▶ PROBLEMS TO SOLVE
• A. Answer these questions about the Boi Akih article:
(i) In what year did the group become active?
(ii) Where did Niels Brouwer study?
(iii) What instrument does Made Subandi play?
• B. Could you rewrite the part of the records that opens with the line containing "Could you point out the striped" and runs through the end of the records, replacing "concrete wall" with "brick wall" and leaving everything else unchanged?

▶ EXTRACT
- Origin: Amsterdam, Netherlands
- Genres: World, jazz
- Years active: 1997–present
- Labels: Enja, EMI
- Members: Monica Akihary, Niels Brouwer
- Website: boiakih.com

= Boi Akih =

Dutch jazz/world music trio

Boi Akih is a jazz/world music duo based in Amsterdam, Netherlands, and composed of Monica Akihary on vocals and Niels Brouwer on guitar. Boi Akih has worked with other musicians such as Ernst Reijseger (cello), Eric Calmes (bass), Ernst Glerum (bass), Sean Bergin (sax), Sandip Bhattacharya (tabla), Made Subandi (gamelan), Onno Govaert (drums), Tobias Klein (reeds) and Ryoko Imai (marimba, perc.) The group combines musical traditions from the Molucca Islands, Bali, Dutch jazz, improvised music, Indian classical music, and traditional African music. Music is written by Brouwer and lyrics are written by Brouwer and Akihary.

==History==
Sandip Bhattachraya studied with Pandit Ishwar Lal Misra in the style of tabla musician Pandit Anokhelal Misra and has performed with Pandit Hariprasad Chaurasia, Prabha Atre, Lakshmi Shankar, Shujaat Hussain Khan, Ustad Munawar Ali Khan, and Tarun Bhattacharya. Niels Brouwer studied at the Hilversums Conservatorium (Conservatorium van Amsterdam) Monica Akihary is a graduate of visual arts studies in Amsterdam and Yogyakarta (Akademi Seni Rupa). Both studied classical Indian music in Bangalore (2002) and Mumbai (2004).

Data listing:
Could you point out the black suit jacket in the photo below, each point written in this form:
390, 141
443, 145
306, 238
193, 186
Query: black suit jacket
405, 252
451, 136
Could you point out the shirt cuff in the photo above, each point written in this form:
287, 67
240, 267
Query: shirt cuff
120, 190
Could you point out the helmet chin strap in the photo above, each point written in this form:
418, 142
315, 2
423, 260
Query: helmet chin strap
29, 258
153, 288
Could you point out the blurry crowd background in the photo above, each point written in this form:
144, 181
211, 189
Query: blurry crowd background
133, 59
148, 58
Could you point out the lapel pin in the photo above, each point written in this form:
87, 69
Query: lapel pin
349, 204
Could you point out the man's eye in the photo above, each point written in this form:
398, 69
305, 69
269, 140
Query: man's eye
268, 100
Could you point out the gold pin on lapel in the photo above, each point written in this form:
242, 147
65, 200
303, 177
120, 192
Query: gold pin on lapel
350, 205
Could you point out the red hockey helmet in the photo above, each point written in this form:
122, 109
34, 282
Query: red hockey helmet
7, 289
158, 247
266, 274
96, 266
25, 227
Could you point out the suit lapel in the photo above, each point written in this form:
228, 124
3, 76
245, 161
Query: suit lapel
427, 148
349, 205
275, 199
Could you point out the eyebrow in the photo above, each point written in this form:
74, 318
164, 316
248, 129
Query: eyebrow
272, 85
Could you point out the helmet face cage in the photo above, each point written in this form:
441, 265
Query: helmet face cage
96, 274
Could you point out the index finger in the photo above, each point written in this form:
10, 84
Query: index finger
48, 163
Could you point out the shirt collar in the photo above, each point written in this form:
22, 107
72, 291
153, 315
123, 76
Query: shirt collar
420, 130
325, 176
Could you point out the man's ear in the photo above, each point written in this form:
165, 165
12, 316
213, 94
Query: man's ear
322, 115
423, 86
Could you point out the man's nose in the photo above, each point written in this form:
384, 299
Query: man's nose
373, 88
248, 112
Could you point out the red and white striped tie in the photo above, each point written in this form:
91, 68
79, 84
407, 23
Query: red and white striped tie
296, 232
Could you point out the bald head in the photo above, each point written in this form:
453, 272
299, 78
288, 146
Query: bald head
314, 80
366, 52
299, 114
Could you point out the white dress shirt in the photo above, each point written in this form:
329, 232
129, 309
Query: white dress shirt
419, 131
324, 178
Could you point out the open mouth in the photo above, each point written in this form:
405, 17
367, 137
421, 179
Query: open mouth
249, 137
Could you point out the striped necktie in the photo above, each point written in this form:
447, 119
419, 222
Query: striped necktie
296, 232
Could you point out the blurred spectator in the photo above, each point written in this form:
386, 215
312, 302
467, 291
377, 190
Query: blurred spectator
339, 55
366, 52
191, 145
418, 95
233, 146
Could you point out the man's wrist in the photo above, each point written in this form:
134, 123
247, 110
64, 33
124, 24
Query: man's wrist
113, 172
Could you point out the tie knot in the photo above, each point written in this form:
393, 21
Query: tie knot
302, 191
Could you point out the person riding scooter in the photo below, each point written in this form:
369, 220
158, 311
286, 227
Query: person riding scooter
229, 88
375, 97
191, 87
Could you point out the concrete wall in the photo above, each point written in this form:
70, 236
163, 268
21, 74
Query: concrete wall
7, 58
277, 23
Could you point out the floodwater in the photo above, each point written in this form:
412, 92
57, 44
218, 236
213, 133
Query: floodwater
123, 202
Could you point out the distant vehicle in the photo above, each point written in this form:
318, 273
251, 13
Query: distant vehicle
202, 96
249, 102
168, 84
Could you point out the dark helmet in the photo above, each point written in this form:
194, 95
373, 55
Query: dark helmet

▶ SOLUTIONS FOR EACH TASK
• A.
(i) 1997
(ii) The Hilversums Conservatorium (Conservatorium van Amsterdam)
(iii) Gamelan

• B.
Could you point out the striped necktie in the photo above, each point written in this form:
447, 119
419, 222
Query: striped necktie
296, 232
Could you point out the blurred spectator in the photo above, each point written in this form:
386, 215
312, 302
467, 291
377, 190
Query: blurred spectator
339, 55
366, 52
191, 145
418, 95
233, 146
Could you point out the man's wrist in the photo above, each point written in this form:
134, 123
247, 110
64, 33
124, 24
Query: man's wrist
113, 172
Could you point out the tie knot in the photo above, each point written in this form:
393, 21
Query: tie knot
302, 191
Could you point out the person riding scooter in the photo below, each point written in this form:
369, 220
158, 311
286, 227
Query: person riding scooter
229, 88
375, 97
191, 87
Could you point out the brick wall in the photo above, each point written in this form:
70, 236
163, 268
21, 74
Query: brick wall
7, 58
277, 23
Could you point out the floodwater in the photo above, each point written in this form:
412, 92
57, 44
218, 236
213, 133
Query: floodwater
123, 202
Could you point out the distant vehicle in the photo above, each point written in this form:
318, 273
251, 13
Query: distant vehicle
202, 96
249, 102
168, 84
Could you point out the dark helmet in the photo above, each point written in this form:
194, 95
373, 55
Query: dark helmet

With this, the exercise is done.